Transcribe the tail of the listing: start at the line containing "Query: ad logo" and stop after the last line, keeping every character as is and adding nothing.

→ **Task input**:

+ + + +

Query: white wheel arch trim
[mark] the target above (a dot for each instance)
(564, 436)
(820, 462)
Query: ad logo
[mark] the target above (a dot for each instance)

+ + + +

→ **Output for this task**:
Query: ad logo
[mark] the target above (a dot for each instance)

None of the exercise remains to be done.